Extract to read:
Re: HTTPS Inspection Limiting TCP receive window t...

af0e2c12-4d24-3 · ‎2020-12-02

Hello Checkmates,

Am I the only one that has noticed that with HTTPS-inspected traffic, Checkpoint gateways always initiate an outbound tcp connection with TCP receive window scale factor of 8, and that the gateway's receive window never scales beyond 262144 bytes (32,768*8) in either direction (facing the client or facing the internet server)? This limits the throughput of a single tcp connection and is a problem if either bandwidth or latency is high.

For example, bandwidthplace.com test uses a single TCP connection. On our 500 Mbps link, with HTTPS inspection we get around 90 Mbps down. With HTTPS client bypass, we get 350 Mbps down (since windows controlled by client instead of gateway). This is on an otherwise idle gateway with no CPU usage. It's also not a matter of other active blades, it still happens with HTTPS-inspected traffic even if I turn off everything else. Of course, most web browsers use a single tcp connection for web downloads so we also see the same thing on https downloads. It is very clearly a problem of the gateways limiting the tcp receive window.

Supplied material:
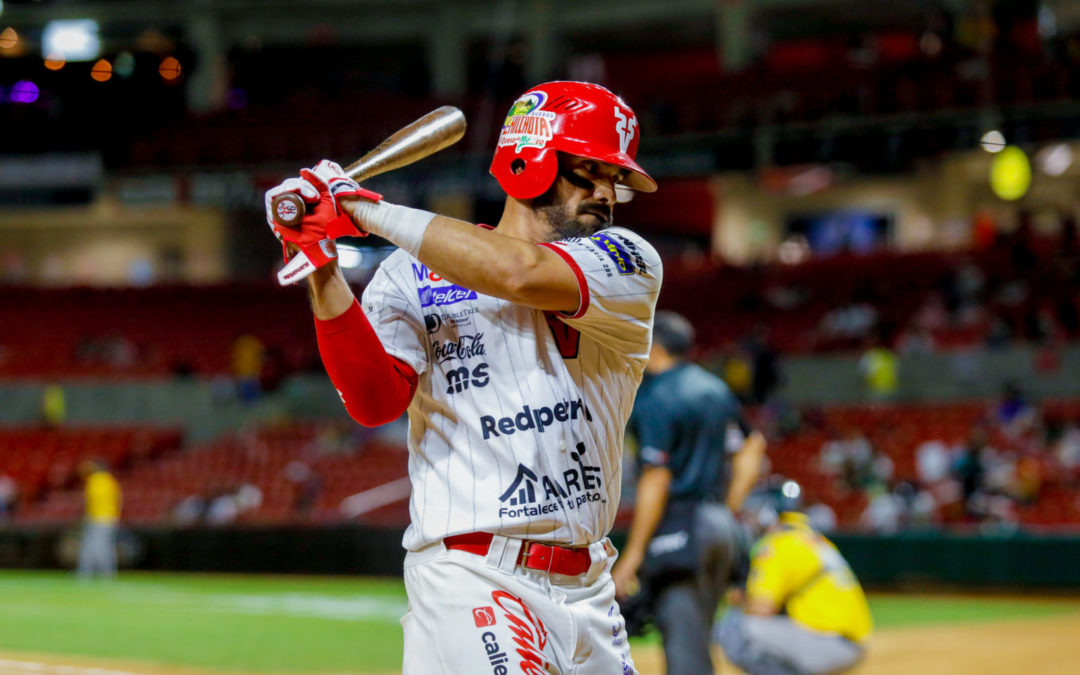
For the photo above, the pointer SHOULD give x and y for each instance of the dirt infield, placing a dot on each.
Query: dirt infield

Request 1: Copy the forum post about HTTPS inspection and the TCP receive window from "af0e2c12-4d24-3 · ‎2020-12-02" up to and including "latency is high.", word for word.
Request 2: Extend the forum post about HTTPS inspection and the TCP receive window, picking up after its last sentence.
The lines are separate material from the post.

Exercise result 1:
af0e2c12-4d24-3 · ‎2020-12-02

Hello Checkmates,

Am I the only one that has noticed that with HTTPS-inspected traffic, Checkpoint gateways always initiate an outbound tcp connection with TCP receive window scale factor of 8, and that the gateway's receive window never scales beyond 262144 bytes (32,768*8) in either direction (facing the client or facing the internet server)? This limits the throughput of a single tcp connection and is a problem if either bandwidth or latency is high.

Exercise result 2:
We have 6500 Gateways on R80.40 take 83. I only noticed since we have a higher bandwidth link now and also some remote users tunneling through high latency paths. I realize on the aggregate of many connections we still get the throughput, but it's odd to artificially limit HTTPS throughput of a single connection and make the gateway the bottleneck. Maybe they have to make some arbitrary choice for scalability of number of TCP connections or something, but it would sure be better to simply follow what the client presents in the TCP Syn packet so the gateway doesn't throttle the throughput.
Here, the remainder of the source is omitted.